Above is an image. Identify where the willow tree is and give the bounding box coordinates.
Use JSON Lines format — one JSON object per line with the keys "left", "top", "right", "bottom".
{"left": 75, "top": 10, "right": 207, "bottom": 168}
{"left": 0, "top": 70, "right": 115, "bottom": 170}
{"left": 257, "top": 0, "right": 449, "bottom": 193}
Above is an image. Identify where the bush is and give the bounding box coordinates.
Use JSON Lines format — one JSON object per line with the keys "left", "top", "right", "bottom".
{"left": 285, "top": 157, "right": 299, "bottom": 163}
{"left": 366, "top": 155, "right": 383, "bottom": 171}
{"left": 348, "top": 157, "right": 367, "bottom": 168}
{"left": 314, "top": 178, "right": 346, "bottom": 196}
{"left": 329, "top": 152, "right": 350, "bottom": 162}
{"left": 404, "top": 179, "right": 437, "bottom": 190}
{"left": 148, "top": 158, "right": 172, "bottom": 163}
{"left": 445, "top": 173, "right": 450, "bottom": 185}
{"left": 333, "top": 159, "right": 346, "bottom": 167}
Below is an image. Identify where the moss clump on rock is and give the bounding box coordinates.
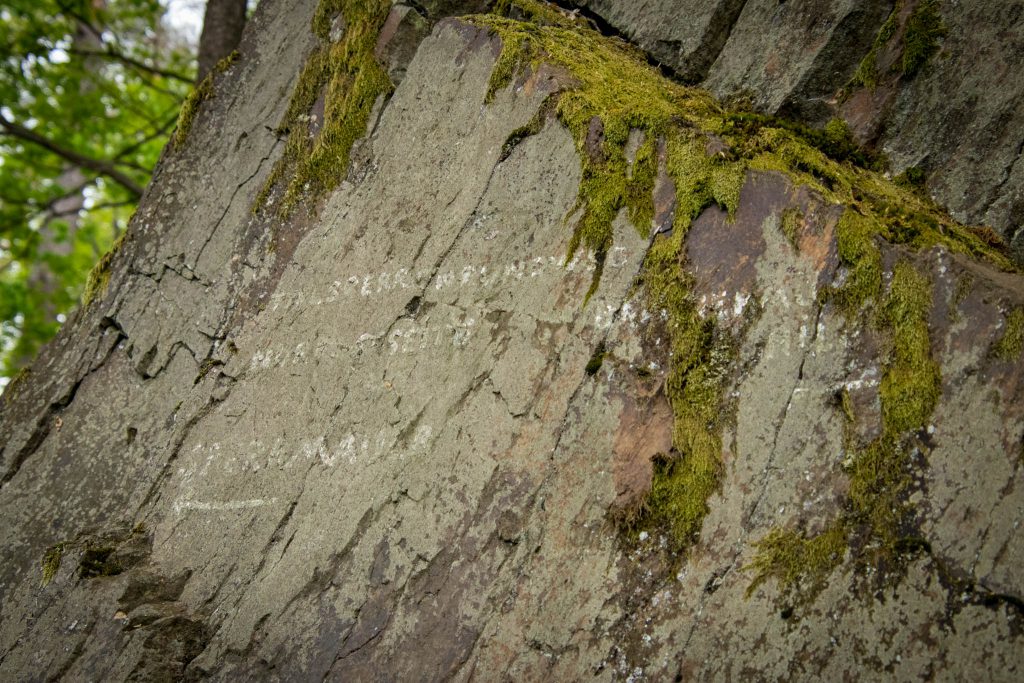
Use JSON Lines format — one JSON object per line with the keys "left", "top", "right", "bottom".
{"left": 82, "top": 229, "right": 128, "bottom": 308}
{"left": 780, "top": 206, "right": 804, "bottom": 251}
{"left": 638, "top": 229, "right": 737, "bottom": 548}
{"left": 471, "top": 0, "right": 1011, "bottom": 557}
{"left": 849, "top": 0, "right": 947, "bottom": 89}
{"left": 255, "top": 0, "right": 393, "bottom": 217}
{"left": 745, "top": 526, "right": 847, "bottom": 601}
{"left": 992, "top": 307, "right": 1024, "bottom": 360}
{"left": 40, "top": 543, "right": 65, "bottom": 587}
{"left": 902, "top": 0, "right": 947, "bottom": 77}
{"left": 878, "top": 262, "right": 942, "bottom": 434}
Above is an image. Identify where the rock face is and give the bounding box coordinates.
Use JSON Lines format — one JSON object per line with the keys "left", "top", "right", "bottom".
{"left": 1, "top": 0, "right": 1023, "bottom": 680}
{"left": 571, "top": 0, "right": 1024, "bottom": 260}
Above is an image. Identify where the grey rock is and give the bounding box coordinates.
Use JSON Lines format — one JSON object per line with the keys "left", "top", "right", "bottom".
{"left": 0, "top": 1, "right": 1022, "bottom": 680}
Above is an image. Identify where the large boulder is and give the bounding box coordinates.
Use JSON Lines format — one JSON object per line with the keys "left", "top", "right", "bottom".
{"left": 1, "top": 1, "right": 1022, "bottom": 679}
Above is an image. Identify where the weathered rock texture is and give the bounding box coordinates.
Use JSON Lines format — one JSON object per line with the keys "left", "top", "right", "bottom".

------------------------------------------------

#### YOUR TASK:
Check each line above for the string "rock" and copy every line that has it.

#### ANSWER SECTION:
Below is an image. Identify where the moss clump on rock is and give the bounding box coordinates.
Above is an image. Identify where the rock face is and give the bounding box coordinates.
Above is an image. Identify where the grey rock is and give the bounding box coordinates.
Above is an image. Identify where the weathered rock texture is and give the bounding box coordinates.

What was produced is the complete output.